■ EXCERPTED RECORDS

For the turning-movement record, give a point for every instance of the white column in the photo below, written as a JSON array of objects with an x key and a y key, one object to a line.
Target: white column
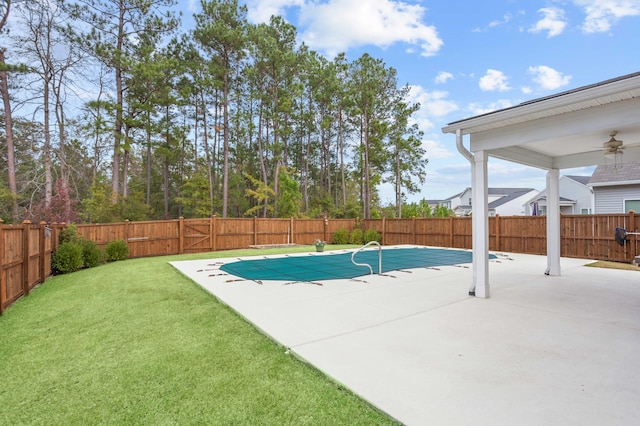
[
  {"x": 553, "y": 222},
  {"x": 480, "y": 224}
]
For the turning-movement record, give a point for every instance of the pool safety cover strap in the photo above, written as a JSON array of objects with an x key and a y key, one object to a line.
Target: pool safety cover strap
[{"x": 327, "y": 266}]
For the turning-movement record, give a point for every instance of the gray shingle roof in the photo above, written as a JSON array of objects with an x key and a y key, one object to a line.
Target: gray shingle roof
[
  {"x": 509, "y": 194},
  {"x": 580, "y": 179},
  {"x": 625, "y": 173}
]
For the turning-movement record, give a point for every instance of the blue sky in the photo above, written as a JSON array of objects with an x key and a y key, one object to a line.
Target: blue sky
[{"x": 467, "y": 57}]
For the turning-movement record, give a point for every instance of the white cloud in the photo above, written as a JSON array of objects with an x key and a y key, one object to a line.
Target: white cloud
[
  {"x": 479, "y": 109},
  {"x": 435, "y": 149},
  {"x": 548, "y": 78},
  {"x": 602, "y": 14},
  {"x": 443, "y": 76},
  {"x": 335, "y": 26},
  {"x": 494, "y": 80},
  {"x": 506, "y": 18},
  {"x": 433, "y": 104},
  {"x": 553, "y": 22}
]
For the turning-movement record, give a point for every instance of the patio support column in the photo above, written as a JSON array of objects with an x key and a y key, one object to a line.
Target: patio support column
[
  {"x": 480, "y": 224},
  {"x": 553, "y": 222}
]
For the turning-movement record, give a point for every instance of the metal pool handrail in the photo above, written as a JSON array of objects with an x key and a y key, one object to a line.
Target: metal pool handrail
[{"x": 366, "y": 264}]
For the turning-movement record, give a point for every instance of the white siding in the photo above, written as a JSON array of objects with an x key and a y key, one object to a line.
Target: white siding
[{"x": 610, "y": 199}]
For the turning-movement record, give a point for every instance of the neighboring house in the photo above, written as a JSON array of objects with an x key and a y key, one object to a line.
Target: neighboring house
[
  {"x": 616, "y": 188},
  {"x": 502, "y": 201},
  {"x": 576, "y": 197}
]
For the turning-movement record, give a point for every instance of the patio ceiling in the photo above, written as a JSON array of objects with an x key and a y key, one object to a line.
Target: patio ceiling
[{"x": 561, "y": 131}]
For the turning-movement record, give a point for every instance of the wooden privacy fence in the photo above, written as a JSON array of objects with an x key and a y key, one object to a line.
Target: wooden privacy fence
[{"x": 26, "y": 249}]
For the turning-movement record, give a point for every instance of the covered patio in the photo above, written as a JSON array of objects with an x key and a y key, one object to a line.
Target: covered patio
[
  {"x": 556, "y": 132},
  {"x": 556, "y": 350}
]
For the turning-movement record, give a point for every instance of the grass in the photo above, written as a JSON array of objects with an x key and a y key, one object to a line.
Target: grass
[
  {"x": 135, "y": 342},
  {"x": 614, "y": 265}
]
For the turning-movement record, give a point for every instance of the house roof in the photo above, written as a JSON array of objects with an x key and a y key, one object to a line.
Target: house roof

■ EXERCISE
Return all records above verbatim without their pictures.

■ WRITTEN ANSWER
For the turning-movement record, give a point for every instance of the white column in the photo below, written as a JSON array of objects with an x key and a y key, one object to a line.
Target: white column
[
  {"x": 553, "y": 222},
  {"x": 480, "y": 224}
]
For the turning-movement record, give a point for every instance of the pool safety cover strap in the photo above, written as a JSON array of objects with an x key and a y key, one object to a line.
Target: pool safety cover strap
[{"x": 327, "y": 266}]
For the turning-movement record, give a point for every instance of the gray shingle roof in the photo above, written as a JSON array of objects with an x key and a y key, one object to a line.
Target: gray shingle roof
[
  {"x": 509, "y": 194},
  {"x": 580, "y": 179},
  {"x": 625, "y": 173}
]
For the turning-movement record, give a point for every instance of the blue sky in the photo above, written as a JSON array of objects with an x key and a y key, one object to a line.
Target: blue sky
[{"x": 467, "y": 57}]
For the turning-movement record, give a point for every instance of the white cloud in the photo above, written as a JSON array of objects with an x key and a y key, one object to a line.
Target: white cloud
[
  {"x": 479, "y": 109},
  {"x": 435, "y": 149},
  {"x": 548, "y": 78},
  {"x": 602, "y": 14},
  {"x": 443, "y": 76},
  {"x": 335, "y": 26},
  {"x": 494, "y": 80},
  {"x": 506, "y": 18},
  {"x": 433, "y": 104},
  {"x": 553, "y": 22}
]
For the turning-movement record, give a point for every instance of the patio support column in the photo above, written as a JSON array of objects with an x key and a y key, one object to a line.
Target: patio support column
[
  {"x": 480, "y": 224},
  {"x": 553, "y": 222}
]
For the turning-movement record, give a point for every instance of the metal pool handrail in the photo above, written as a JSON array of objects with an x key and a y key, one object to a line.
Target: metal pool handrail
[{"x": 366, "y": 264}]
For the turning-movement record, give a point for every instance of the white siding in the photo above, written as a JSON array of objects with an x key and a y key, one object to a line.
Target: white siding
[{"x": 610, "y": 199}]
For the turning-movement record, give a point for every instance of the neighboring house in the photo above, written as a JSON array of objects with an x key and a y key, one object to a line.
Target: neighboring house
[
  {"x": 616, "y": 188},
  {"x": 502, "y": 201},
  {"x": 576, "y": 197}
]
For the turning-movement record, give a point for every instance of the patio ceiling in the photo above, written as a JSON array of objects with an x key and a y key, one object to a line.
Target: patio ceiling
[{"x": 561, "y": 131}]
For the turning-movement record, give a point for every instance of the wooden privacy fence in the photo above, written as a JSON array of objects with an x key and a y key, one object to a line.
Target: wooden privacy fence
[{"x": 26, "y": 249}]
For the turning-movement record, give a point for every instance of the covered patio in the photo above, written as a JSON array of objects with an x key and a y key, one object to a line.
Target: covered patio
[
  {"x": 556, "y": 132},
  {"x": 556, "y": 350}
]
For the turning-movement record, give a point for every instance of the grass in the photo above, written as a JSON array of objects with an x key and a y key, one object to a line.
Target: grass
[
  {"x": 135, "y": 342},
  {"x": 614, "y": 265}
]
For the turning-movement record, give a point for every instance of the house roof in the photo above, written as a JSON array of objects with an x key and a y key, one object to a line.
Target: house roof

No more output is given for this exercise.